═════ DATA LINES

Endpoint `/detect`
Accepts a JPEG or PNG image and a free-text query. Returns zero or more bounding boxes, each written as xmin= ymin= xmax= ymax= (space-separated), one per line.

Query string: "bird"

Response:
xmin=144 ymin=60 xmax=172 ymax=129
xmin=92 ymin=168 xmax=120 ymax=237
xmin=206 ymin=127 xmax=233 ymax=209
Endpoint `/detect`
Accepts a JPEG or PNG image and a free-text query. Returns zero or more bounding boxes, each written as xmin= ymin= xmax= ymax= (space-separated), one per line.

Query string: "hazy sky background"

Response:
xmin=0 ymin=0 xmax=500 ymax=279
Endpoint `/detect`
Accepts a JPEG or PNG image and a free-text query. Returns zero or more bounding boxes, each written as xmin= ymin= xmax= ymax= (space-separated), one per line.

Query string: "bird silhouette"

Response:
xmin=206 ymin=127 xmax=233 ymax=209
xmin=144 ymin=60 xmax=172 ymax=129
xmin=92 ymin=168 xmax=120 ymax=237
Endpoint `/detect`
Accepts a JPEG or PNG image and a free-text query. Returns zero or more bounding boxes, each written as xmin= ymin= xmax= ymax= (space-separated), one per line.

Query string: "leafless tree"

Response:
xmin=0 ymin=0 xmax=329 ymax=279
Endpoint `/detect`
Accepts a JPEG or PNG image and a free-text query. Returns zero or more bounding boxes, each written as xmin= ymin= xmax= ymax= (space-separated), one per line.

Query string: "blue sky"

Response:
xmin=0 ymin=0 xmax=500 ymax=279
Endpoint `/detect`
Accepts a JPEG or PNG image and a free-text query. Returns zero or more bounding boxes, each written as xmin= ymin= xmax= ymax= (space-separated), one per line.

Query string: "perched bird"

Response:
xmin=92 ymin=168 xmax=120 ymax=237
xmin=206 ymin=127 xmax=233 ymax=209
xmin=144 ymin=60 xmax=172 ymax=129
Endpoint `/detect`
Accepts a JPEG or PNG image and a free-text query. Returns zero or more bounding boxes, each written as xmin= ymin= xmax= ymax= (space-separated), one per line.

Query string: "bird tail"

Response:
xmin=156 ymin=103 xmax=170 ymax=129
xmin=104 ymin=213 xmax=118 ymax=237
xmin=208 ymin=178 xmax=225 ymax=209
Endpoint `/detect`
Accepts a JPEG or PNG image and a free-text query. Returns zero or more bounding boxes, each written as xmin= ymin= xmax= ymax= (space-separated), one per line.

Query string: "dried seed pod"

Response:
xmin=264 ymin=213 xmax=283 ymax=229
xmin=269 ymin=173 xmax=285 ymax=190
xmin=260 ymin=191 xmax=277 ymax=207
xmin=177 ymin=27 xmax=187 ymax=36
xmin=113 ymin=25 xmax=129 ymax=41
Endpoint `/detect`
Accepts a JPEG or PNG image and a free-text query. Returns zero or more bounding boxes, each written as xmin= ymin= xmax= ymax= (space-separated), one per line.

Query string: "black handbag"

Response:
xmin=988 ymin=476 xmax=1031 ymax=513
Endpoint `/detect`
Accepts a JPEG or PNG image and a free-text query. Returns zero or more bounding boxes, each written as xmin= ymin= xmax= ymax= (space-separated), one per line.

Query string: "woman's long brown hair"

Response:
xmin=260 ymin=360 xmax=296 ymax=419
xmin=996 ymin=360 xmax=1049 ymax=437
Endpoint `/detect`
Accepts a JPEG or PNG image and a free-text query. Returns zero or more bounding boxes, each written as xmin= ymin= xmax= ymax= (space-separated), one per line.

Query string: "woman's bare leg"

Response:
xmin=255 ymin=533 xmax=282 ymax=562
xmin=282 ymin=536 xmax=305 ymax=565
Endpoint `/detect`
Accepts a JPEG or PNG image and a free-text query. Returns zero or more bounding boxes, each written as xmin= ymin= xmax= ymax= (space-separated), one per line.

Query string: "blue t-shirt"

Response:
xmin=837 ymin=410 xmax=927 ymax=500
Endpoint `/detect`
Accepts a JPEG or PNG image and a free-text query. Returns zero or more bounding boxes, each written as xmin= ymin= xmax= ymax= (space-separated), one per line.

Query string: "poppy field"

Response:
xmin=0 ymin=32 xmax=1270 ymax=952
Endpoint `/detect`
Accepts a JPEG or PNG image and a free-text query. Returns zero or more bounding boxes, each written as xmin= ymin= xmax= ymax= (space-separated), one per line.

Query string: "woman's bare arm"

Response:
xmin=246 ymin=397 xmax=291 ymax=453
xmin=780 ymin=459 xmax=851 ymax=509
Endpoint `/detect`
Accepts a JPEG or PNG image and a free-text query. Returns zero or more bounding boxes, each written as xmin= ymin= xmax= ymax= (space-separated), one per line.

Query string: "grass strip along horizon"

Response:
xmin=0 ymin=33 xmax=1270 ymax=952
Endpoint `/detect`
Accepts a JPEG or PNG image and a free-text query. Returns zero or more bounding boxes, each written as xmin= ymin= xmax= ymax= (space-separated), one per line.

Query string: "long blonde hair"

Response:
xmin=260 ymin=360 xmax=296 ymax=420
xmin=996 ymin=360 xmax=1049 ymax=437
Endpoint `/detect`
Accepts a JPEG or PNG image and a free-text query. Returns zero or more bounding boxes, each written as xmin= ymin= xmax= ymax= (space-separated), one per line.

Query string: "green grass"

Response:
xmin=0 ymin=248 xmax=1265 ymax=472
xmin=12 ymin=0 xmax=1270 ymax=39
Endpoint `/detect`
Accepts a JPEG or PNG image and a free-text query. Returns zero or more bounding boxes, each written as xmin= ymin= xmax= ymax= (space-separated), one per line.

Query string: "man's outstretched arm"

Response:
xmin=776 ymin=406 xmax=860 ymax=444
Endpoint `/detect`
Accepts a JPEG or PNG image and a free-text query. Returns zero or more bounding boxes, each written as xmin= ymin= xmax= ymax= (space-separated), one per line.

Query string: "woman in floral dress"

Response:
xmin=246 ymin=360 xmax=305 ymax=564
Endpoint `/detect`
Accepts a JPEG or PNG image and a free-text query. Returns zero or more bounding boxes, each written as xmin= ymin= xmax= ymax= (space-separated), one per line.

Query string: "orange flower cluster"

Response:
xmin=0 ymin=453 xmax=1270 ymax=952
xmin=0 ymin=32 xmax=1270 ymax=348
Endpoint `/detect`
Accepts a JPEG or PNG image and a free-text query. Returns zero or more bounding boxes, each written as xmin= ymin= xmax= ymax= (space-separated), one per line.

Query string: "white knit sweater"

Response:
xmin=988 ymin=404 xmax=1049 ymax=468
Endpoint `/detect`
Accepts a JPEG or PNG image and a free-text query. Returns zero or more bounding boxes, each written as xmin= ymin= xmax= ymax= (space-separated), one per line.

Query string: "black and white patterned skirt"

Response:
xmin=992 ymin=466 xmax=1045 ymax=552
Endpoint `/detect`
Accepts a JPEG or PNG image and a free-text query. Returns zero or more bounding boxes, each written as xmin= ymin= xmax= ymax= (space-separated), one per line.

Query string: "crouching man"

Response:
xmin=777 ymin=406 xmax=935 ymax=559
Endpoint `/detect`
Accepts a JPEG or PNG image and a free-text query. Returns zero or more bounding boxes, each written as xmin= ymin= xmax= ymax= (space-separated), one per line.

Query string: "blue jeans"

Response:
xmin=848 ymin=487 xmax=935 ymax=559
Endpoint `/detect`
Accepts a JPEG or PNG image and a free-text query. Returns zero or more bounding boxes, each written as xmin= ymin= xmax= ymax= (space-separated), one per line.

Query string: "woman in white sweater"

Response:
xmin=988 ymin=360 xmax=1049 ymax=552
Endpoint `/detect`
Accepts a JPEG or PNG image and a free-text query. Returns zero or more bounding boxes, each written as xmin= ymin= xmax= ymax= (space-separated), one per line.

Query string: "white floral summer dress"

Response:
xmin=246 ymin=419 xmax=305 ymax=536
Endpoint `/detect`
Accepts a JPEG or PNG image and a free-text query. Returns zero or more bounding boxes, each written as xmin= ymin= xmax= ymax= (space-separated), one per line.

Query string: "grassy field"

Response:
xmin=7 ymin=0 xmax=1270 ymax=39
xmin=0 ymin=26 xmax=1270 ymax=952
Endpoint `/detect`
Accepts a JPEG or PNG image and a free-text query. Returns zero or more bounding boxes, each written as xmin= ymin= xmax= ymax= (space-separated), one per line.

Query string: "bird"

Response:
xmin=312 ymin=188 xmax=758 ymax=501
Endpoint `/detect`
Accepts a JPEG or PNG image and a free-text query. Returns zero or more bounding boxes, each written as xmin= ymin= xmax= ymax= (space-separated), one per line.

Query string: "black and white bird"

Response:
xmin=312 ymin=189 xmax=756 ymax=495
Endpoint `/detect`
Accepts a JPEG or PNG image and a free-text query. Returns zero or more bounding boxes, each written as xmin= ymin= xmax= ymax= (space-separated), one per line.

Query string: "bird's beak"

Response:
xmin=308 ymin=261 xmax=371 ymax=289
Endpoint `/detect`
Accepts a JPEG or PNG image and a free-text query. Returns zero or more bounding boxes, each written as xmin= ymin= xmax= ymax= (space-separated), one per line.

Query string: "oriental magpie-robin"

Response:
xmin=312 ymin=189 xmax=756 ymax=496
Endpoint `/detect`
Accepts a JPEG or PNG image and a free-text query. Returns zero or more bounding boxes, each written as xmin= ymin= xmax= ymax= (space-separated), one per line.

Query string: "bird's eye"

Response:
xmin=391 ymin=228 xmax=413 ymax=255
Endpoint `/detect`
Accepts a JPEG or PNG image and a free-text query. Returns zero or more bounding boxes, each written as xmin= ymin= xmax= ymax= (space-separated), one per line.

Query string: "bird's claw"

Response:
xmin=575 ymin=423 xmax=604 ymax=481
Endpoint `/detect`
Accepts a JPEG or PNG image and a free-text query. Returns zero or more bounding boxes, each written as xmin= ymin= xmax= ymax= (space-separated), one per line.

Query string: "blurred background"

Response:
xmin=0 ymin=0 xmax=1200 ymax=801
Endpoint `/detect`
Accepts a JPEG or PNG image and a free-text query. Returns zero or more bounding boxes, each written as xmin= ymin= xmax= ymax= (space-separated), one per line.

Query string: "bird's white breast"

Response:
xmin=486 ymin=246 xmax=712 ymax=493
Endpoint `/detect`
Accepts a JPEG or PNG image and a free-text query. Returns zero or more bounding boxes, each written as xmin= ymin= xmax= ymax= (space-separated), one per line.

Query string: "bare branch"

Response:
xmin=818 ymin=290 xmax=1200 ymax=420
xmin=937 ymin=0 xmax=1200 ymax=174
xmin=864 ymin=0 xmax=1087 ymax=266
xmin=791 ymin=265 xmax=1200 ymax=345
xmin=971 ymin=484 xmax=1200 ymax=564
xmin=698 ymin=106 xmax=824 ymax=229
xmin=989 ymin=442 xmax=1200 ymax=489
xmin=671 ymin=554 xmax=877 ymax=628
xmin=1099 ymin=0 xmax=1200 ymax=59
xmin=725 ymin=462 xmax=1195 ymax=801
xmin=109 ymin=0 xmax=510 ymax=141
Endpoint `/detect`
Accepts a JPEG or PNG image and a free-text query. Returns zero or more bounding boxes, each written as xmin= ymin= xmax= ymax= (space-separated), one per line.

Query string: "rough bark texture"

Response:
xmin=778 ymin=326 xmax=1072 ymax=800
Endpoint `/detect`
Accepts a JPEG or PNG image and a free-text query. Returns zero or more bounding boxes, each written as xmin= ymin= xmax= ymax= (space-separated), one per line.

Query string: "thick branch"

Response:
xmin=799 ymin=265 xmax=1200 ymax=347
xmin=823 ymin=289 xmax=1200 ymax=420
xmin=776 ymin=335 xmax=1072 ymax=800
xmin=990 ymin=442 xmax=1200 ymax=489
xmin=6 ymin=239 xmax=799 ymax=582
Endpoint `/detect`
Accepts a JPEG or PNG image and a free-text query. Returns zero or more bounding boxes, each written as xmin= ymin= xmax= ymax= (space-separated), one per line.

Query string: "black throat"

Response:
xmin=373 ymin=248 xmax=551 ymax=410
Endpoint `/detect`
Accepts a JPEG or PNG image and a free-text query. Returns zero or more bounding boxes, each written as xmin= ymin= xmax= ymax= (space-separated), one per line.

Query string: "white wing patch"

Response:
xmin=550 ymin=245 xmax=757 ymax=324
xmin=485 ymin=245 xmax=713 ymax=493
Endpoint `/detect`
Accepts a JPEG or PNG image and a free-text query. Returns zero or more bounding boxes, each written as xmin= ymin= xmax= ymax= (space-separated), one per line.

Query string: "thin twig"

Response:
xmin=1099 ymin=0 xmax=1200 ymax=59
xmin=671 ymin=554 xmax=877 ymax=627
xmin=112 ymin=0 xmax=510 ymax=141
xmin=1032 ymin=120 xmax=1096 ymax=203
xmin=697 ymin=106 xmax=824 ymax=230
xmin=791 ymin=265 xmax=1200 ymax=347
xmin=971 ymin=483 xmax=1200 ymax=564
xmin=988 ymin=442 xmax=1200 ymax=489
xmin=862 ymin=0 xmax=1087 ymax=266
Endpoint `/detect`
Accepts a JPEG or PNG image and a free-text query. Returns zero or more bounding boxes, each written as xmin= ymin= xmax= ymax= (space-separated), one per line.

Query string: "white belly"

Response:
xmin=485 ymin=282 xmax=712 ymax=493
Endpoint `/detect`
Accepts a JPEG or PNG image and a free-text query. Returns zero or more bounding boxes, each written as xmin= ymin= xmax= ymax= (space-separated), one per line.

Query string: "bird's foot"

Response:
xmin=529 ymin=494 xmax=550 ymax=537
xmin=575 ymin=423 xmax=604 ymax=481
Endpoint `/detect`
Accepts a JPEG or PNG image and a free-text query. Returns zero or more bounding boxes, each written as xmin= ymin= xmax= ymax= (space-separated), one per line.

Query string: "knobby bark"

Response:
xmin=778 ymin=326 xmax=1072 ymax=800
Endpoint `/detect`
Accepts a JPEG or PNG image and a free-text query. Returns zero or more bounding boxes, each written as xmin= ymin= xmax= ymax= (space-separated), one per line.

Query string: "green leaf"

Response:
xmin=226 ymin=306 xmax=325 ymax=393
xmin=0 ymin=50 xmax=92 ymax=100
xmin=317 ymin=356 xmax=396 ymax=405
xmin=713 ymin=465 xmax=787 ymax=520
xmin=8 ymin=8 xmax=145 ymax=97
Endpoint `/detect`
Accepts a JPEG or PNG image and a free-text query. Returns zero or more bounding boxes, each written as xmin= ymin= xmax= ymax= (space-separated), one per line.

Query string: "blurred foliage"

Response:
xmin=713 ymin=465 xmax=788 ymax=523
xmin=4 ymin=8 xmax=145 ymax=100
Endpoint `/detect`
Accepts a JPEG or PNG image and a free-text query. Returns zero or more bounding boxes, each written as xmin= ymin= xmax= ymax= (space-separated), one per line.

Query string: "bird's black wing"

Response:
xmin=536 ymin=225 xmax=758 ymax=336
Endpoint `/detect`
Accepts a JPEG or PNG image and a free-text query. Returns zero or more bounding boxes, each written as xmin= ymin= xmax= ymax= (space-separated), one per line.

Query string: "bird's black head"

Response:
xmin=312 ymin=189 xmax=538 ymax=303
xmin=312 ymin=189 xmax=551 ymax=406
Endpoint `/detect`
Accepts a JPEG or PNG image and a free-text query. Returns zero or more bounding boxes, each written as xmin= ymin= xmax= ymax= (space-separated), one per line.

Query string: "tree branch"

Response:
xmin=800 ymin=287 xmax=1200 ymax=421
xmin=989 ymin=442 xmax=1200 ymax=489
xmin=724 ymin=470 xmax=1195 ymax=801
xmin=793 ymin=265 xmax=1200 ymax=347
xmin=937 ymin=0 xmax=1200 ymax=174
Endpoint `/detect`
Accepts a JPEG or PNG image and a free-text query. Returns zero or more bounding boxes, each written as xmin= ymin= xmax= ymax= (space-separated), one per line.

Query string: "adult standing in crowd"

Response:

══════════

WHAT NEEDS TO BE DONE: Set out every line from the start of the items through the line with "xmin=208 ymin=178 xmax=225 ymax=209" as a numbered list, leaving out the blank lines.

COMPLETED EXERCISE:
1. Endpoint `/detect`
2. Accepts a JPEG or PNG image and a free-text query. Returns zero or more bounding boxes, each written as xmin= ymin= xmax= ymax= (space-separated), one per line.
3. Query string: "bird"
4. Response:
5. xmin=144 ymin=60 xmax=172 ymax=129
6. xmin=92 ymin=168 xmax=120 ymax=237
7. xmin=206 ymin=127 xmax=233 ymax=209
8. Endpoint `/detect`
9. Accepts a JPEG or PNG image and a free-text query. Returns zero or more bounding boxes, each written as xmin= ymin= xmax= ymax= (space-separated), one per line.
10. Query string: "hazy sky background"
11. Response:
12. xmin=0 ymin=0 xmax=500 ymax=279
13. Endpoint `/detect`
14. Accepts a JPEG or PNG image and a free-text query. Returns zero or more bounding boxes, each written as xmin= ymin= xmax= ymax= (space-separated), one per line.
15. Query string: "bird silhouette"
16. Response:
17. xmin=206 ymin=127 xmax=233 ymax=209
18. xmin=144 ymin=60 xmax=172 ymax=129
19. xmin=92 ymin=168 xmax=120 ymax=237
20. Endpoint `/detect`
21. Accepts a JPEG or PNG image and a free-text query. Returns zero or more bounding boxes, each written as xmin= ymin= xmax= ymax= (space-separated), one per line.
22. Query string: "leafless tree"
23. Response:
24. xmin=0 ymin=0 xmax=329 ymax=279
25. Endpoint `/detect`
26. Accepts a JPEG or PNG image and a free-text query. Returns zero or more bounding boxes, each written as xmin= ymin= xmax= ymax= (space-separated), one per line.
27. Query string: "blue sky"
28. Response:
29. xmin=0 ymin=0 xmax=500 ymax=279
30. Endpoint `/detect`
31. Accepts a JPEG or PNG image and a free-text query. Returns zero or more bounding boxes, each written as xmin= ymin= xmax= ymax= (space-separated), one per line.
32. Query string: "perched bird"
33. Response:
34. xmin=92 ymin=168 xmax=120 ymax=237
35. xmin=206 ymin=127 xmax=233 ymax=209
36. xmin=144 ymin=60 xmax=172 ymax=129
37. Endpoint `/detect`
38. Accepts a JPEG or PNG image and a free-text query. Returns zero or more bounding boxes, each written as xmin= ymin= xmax= ymax= (space-separated), one per line.
39. Query string: "bird tail"
40. Response:
41. xmin=156 ymin=103 xmax=170 ymax=129
42. xmin=104 ymin=213 xmax=118 ymax=237
43. xmin=208 ymin=178 xmax=225 ymax=209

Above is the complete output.